Record set:
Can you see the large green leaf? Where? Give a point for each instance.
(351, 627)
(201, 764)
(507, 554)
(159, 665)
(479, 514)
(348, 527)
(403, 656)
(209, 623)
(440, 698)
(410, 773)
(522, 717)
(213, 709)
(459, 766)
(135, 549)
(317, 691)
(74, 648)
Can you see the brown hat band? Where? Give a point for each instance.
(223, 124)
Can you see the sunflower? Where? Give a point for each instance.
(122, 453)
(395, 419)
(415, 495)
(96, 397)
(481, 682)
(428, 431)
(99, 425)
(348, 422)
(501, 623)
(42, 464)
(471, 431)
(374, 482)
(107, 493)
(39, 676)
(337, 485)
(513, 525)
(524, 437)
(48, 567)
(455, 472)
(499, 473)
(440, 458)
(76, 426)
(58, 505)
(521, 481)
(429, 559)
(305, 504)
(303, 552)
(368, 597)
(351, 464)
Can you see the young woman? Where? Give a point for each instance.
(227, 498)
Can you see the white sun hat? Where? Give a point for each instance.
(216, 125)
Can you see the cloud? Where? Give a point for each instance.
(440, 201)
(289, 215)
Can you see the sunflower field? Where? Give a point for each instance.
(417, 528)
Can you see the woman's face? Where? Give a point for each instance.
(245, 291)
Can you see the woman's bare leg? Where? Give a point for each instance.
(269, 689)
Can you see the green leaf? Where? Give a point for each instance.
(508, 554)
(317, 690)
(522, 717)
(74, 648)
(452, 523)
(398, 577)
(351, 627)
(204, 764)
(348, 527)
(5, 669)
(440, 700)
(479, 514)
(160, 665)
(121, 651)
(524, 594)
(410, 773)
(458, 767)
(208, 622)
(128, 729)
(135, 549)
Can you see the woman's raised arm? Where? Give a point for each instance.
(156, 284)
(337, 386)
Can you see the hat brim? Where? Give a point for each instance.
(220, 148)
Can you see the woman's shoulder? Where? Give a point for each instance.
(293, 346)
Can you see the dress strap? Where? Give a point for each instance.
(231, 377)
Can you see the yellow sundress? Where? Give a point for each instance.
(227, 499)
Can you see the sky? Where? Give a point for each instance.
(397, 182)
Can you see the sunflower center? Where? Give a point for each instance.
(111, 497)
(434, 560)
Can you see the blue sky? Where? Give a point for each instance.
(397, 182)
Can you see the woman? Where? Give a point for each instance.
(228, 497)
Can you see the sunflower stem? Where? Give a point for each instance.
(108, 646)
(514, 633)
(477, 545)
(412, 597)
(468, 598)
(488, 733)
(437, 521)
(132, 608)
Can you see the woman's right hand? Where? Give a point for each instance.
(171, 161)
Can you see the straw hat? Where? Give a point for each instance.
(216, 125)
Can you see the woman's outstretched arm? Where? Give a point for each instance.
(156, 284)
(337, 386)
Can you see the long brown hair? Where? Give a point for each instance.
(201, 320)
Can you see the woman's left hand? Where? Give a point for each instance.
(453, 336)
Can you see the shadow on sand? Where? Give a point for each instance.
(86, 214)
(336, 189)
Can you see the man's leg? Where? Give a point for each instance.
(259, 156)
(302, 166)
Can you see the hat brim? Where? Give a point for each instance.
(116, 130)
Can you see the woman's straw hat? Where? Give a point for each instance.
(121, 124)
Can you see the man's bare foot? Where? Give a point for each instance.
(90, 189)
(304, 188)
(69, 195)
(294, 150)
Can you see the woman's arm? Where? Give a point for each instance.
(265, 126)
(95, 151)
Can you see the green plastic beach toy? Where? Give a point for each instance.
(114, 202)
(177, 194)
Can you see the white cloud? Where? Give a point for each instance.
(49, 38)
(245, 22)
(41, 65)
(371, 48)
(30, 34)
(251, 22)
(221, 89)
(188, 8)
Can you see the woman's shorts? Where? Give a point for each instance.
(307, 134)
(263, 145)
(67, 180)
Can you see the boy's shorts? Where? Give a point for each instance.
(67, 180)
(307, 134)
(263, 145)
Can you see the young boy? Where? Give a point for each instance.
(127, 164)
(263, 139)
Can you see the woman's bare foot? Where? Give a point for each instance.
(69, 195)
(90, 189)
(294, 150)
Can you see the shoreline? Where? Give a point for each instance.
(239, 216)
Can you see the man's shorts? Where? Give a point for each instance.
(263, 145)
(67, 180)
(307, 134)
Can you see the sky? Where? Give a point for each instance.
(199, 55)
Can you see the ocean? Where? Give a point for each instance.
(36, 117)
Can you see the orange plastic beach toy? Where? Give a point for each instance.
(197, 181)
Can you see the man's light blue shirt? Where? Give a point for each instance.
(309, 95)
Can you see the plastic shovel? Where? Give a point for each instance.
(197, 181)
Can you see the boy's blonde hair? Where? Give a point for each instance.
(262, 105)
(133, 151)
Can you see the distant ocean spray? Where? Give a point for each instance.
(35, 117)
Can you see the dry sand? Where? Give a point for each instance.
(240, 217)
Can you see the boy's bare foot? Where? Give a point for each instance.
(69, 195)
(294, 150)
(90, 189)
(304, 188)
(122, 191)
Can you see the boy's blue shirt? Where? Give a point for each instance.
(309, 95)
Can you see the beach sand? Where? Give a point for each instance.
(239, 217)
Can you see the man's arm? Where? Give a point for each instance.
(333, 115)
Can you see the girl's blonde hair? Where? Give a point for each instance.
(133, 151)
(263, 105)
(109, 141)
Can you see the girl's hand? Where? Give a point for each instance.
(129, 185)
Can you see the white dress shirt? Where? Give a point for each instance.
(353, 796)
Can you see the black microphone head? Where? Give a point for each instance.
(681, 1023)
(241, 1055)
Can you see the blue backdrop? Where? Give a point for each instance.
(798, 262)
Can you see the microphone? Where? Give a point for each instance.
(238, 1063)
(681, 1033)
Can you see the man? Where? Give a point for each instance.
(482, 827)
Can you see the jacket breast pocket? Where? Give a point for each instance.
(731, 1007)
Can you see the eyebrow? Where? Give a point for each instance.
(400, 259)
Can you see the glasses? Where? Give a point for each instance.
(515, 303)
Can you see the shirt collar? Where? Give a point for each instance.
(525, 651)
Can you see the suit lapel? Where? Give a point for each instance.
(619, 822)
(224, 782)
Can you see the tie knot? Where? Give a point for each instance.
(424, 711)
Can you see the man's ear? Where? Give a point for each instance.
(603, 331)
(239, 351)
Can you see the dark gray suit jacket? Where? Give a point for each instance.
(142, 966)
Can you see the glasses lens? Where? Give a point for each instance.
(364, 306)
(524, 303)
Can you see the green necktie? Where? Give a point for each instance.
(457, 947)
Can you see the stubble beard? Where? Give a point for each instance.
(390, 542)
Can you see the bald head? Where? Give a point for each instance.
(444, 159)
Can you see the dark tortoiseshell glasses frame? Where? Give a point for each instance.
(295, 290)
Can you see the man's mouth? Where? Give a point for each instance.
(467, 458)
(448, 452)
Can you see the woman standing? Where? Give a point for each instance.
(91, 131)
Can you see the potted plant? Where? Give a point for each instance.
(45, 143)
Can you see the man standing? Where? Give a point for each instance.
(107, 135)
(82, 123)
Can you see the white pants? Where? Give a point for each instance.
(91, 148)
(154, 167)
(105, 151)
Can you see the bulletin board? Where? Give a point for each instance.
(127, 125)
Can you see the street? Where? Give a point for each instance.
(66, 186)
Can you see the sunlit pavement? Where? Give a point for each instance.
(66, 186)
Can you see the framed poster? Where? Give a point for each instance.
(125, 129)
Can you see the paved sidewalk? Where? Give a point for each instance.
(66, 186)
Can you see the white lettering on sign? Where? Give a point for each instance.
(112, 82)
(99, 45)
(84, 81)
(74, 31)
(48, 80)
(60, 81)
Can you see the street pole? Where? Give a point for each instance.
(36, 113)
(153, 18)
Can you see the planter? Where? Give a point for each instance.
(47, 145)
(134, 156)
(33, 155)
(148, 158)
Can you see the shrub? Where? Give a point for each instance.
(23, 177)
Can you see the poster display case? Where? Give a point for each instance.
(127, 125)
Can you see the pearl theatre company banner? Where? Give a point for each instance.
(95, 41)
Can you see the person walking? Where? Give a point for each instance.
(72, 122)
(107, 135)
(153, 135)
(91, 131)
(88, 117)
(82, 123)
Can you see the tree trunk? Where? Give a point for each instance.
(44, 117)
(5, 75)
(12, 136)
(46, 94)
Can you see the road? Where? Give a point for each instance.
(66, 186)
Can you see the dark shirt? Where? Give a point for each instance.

What you should do:
Return the lines from the one containing "Can you see the bulletin" through the last line of the records. Include both ends and nothing else.

Response area:
Can you see the bulletin board? Where? Give a point for each instance.
(127, 125)
Can you see the street? Where? Give a point for each instance.
(66, 186)
Can you see the sunlit pavement? Where? Give a point for each instance.
(66, 186)
Can you see the framed poster? Where? Give a point for each instance.
(125, 129)
Can you see the paved sidewalk? Where? Give a point for each instance.
(66, 186)
Can you see the white lettering on sign? Where? Give a point for each instance.
(112, 82)
(99, 45)
(84, 81)
(74, 31)
(48, 80)
(60, 81)
Can you see the street pole? Where? Give a point for each instance.
(36, 113)
(153, 18)
Can you see the planter? Where? Give a point for each instance.
(47, 145)
(134, 156)
(33, 155)
(148, 158)
Can you see the shrub? Where? Give a point for each instance.
(23, 177)
Can you see the poster display case? Where? Give a point for each instance.
(127, 125)
Can you see the pearl theatre company banner? Where? Give a point for each instance.
(95, 41)
Can you see the person walking? Where? Give a point for each instance.
(72, 122)
(107, 135)
(153, 135)
(91, 131)
(88, 117)
(82, 123)
Can you see the tree trunk? Where? Give a point for each instance.
(44, 117)
(5, 75)
(12, 136)
(46, 94)
Can you see the road? Where? Give a point for each instance.
(66, 186)
Can you see the dark shirt? Where? Give a point for each instance.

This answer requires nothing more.